* **WHAT YOU HAVE TO DO**:
In the PR Arena article, what share of AI pull requests did the academic study find were accepted?

There’s a scoreboard on GitHub that doesn’t track people at all. It tracks bots. The project is called PR Arena, and for months it has been quietly tallying how well artificial intelligence coding agents perform when they try their hand at one of the most sacred rituals in programming: the pull request.
A pull request, or PR, is the formal way developers propose changes to a codebase. Normally it’s a careful process involving review, discussion, and testing. But PR Arena shows just how much of that work is now being attempted by machines.
The numbers are staggering. OpenAI’s Codex agent has produced more than 1.7 million ready-to-merge pull requests, with about 1.5 million accepted. GitHub’s own Copilot agent boasts a success rate above 92 percent. Even newcomers like Cursor and Devin are clocking tens of thousands of attempts. The site updates every few hours, turning code contribution into a kind of leaderboard for bots.
Rank | Agent | Success Rate | Draft PRs | Ready PRs | Merged PRs |
---|---|---|---|---|---|
#1 | OpenAI Codex | 87.6% | 14.5K | 1.74M | 1.53M |
#2 | GitHub Copilot Agent | 92.8% | 85.1K | 168K | 156K |
#3 | Cursor Agents | 93.9% | 64.9K | 100K | 93.6K |
#4 | Devin | 63.6% | 1.3K | 41.8K | 26.6K |
#5 | Codegen | 61.1% | 2.9K | 5.0K | 3.1K |
What makes this notable isn’t just the raw volume. It’s the fact that AI agents are no longer experimental toys. They are participating in the same workflows as human developers, generating code, submitting it for review, and getting it merged into real projects. In other words, AI is quietly becoming a teammate.
For developers, this shift is double-edged. On one hand, agents can churn out boilerplate code, fix bugs, or keep dependencies up to date, freeing humans to focus on bigger design questions. On the other hand, trust is still fragile. Ask around and you’ll hear stories of AI-authored PRs that look clean but conceal subtle errors, or require heavy rewriting before they’re safe to merge. One academic study found that more than 80 percent of AI pull requests were accepted, but only about half of those went in without further modification. That means humans remain firmly in the loop.

* **MATERIAL SHOWN**:
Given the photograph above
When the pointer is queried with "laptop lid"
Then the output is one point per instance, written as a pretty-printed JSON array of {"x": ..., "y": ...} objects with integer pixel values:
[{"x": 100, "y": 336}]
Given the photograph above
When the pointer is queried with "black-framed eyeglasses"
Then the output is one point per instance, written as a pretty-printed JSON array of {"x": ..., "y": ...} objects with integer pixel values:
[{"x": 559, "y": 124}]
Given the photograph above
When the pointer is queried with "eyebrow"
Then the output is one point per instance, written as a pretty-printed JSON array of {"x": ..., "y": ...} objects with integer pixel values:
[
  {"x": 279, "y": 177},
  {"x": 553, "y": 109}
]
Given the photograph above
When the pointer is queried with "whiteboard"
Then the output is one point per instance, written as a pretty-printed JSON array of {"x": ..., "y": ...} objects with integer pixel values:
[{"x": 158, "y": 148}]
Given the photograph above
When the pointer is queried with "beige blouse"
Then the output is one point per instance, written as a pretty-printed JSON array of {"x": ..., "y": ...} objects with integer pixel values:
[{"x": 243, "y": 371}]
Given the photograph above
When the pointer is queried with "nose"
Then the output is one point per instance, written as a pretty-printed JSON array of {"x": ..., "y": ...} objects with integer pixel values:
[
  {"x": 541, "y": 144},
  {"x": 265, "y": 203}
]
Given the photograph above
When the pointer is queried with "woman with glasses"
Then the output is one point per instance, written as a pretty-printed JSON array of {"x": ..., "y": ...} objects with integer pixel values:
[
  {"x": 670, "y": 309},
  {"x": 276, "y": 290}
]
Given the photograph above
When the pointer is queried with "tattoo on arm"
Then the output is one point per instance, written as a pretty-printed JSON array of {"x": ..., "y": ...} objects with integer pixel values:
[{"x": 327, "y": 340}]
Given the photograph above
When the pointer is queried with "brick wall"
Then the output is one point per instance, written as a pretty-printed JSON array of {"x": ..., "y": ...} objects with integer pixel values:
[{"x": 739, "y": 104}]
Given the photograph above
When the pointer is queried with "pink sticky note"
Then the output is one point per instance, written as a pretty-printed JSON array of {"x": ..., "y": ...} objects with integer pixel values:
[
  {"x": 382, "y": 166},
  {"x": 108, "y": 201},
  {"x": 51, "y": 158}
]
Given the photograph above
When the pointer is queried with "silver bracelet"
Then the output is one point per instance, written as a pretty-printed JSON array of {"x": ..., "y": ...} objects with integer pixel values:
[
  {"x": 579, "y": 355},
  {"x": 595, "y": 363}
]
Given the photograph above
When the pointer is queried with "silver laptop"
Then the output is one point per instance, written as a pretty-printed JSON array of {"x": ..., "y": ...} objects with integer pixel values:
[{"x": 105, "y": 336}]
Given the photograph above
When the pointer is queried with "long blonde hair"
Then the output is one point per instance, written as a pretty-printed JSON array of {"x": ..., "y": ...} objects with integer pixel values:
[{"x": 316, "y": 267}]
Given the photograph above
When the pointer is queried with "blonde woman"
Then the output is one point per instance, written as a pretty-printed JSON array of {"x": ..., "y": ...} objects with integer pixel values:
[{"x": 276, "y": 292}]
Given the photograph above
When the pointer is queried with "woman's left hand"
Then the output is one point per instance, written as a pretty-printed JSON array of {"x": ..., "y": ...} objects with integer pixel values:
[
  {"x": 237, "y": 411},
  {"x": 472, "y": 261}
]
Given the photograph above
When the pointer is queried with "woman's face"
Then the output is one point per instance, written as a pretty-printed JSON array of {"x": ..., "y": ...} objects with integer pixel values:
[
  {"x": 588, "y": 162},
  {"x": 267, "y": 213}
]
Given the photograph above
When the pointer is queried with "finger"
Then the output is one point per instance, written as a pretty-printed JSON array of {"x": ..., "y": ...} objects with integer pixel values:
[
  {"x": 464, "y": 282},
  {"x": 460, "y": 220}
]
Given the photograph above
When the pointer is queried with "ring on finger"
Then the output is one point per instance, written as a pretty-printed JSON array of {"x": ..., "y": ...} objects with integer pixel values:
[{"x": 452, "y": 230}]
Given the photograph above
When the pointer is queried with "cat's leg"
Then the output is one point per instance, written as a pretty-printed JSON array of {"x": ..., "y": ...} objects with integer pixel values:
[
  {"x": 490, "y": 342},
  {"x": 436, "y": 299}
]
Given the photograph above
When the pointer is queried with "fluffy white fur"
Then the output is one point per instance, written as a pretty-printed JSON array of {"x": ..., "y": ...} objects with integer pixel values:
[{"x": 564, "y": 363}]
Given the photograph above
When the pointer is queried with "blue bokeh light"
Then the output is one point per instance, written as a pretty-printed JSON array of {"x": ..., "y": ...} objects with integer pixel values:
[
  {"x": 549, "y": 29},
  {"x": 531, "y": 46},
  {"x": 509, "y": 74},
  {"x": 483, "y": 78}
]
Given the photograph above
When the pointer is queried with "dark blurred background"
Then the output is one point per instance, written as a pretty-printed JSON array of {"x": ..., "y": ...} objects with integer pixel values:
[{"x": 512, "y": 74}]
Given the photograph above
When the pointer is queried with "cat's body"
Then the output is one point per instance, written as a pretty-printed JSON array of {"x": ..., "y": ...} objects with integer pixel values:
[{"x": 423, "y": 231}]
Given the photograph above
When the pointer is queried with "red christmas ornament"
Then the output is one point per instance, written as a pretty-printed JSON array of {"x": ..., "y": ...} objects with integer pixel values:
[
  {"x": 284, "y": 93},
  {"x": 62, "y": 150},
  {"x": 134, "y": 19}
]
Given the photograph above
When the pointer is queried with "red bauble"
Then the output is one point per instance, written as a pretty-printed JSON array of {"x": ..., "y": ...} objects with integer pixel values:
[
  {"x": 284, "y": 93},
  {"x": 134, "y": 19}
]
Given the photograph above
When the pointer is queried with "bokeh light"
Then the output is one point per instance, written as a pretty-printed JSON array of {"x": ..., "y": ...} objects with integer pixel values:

* **SOLUTION TO THIS PROBLEM**:
More than 80 percent.